* _Goal of the exercise_
Copy out every one of the lines below, multiplying each coordinate in the answer pairs by 0.5 and rounding to whole numbers, with halves rounded up. Leave the pictures out.

☆ ☆ ☆ ☆

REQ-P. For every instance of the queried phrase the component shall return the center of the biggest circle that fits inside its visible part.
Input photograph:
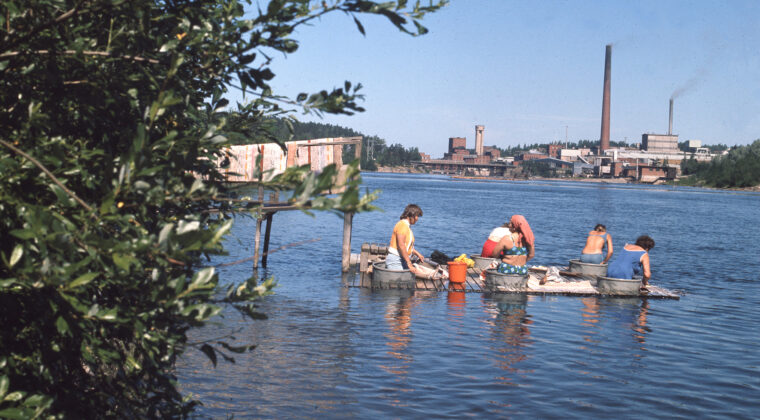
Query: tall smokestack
(479, 140)
(604, 138)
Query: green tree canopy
(112, 119)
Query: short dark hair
(410, 211)
(645, 242)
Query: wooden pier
(474, 284)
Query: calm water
(328, 351)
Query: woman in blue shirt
(634, 260)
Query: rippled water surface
(328, 351)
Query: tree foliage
(113, 113)
(739, 168)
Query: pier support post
(348, 218)
(266, 240)
(257, 243)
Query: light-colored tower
(479, 140)
(604, 138)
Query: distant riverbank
(411, 170)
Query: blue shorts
(394, 262)
(592, 258)
(505, 268)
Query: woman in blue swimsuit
(516, 248)
(634, 260)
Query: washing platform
(474, 284)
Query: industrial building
(658, 157)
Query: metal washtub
(481, 263)
(500, 282)
(588, 271)
(384, 278)
(622, 287)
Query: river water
(328, 351)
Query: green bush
(112, 117)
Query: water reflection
(629, 313)
(398, 316)
(509, 321)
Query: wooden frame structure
(317, 153)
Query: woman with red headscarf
(517, 248)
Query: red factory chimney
(604, 138)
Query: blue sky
(530, 71)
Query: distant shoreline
(409, 170)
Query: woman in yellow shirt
(401, 247)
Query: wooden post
(347, 221)
(358, 152)
(257, 242)
(266, 240)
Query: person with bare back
(595, 242)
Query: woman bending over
(515, 249)
(401, 247)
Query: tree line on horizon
(739, 168)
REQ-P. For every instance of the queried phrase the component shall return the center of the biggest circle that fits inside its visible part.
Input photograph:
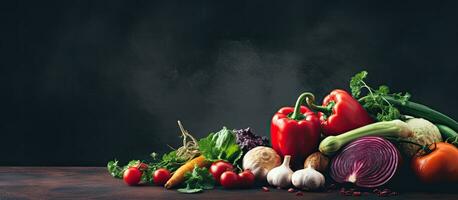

☆ ☆ ☆ ☆

* _Full solution_
REQ-P. For every instance of the queried phrase the component shall return the center of the biggest circle that fits inside its visible part.
Input photograph:
Query: tall smokestack
(240, 70)
(302, 69)
Query: green tree canopy
(56, 60)
Query: short dark hair
(205, 106)
(323, 121)
Query: wooden pier
(237, 142)
Query: calm water
(164, 176)
Query: woman in blue shirt
(317, 130)
Query: rippled water surface
(164, 176)
Query: tree foliage
(57, 57)
(370, 84)
Query: pier support post
(174, 109)
(133, 120)
(129, 122)
Query: light-colored tower
(240, 70)
(302, 69)
Query: distant riverbank
(206, 85)
Query: blue shorts
(197, 131)
(296, 129)
(253, 134)
Query: woman in blue swimsuit
(258, 124)
(317, 130)
Query: washing platform
(237, 142)
Query: industrial building
(329, 79)
Query: metal washtub
(241, 132)
(250, 141)
(294, 136)
(192, 139)
(311, 144)
Query: river water
(164, 176)
Query: green bush
(56, 59)
Query: water reflection
(315, 157)
(199, 158)
(255, 161)
Query: wooden frame structure
(159, 77)
Query: woman with red headscarf
(259, 124)
Query: red factory chimney
(302, 69)
Query: blue sky
(265, 36)
Query: distant shoreline
(205, 85)
Query: woman in yellow shirt
(201, 124)
Query: wooden post
(174, 111)
(179, 76)
(129, 121)
(133, 120)
Query: person with bare back
(298, 121)
Query: woman bending over
(258, 125)
(201, 124)
Query: tree line on horizon
(370, 84)
REQ-P. For every instance of the queried phrase the component shall return the center of the biggest circle that fits inside its visible part.
Input photograph:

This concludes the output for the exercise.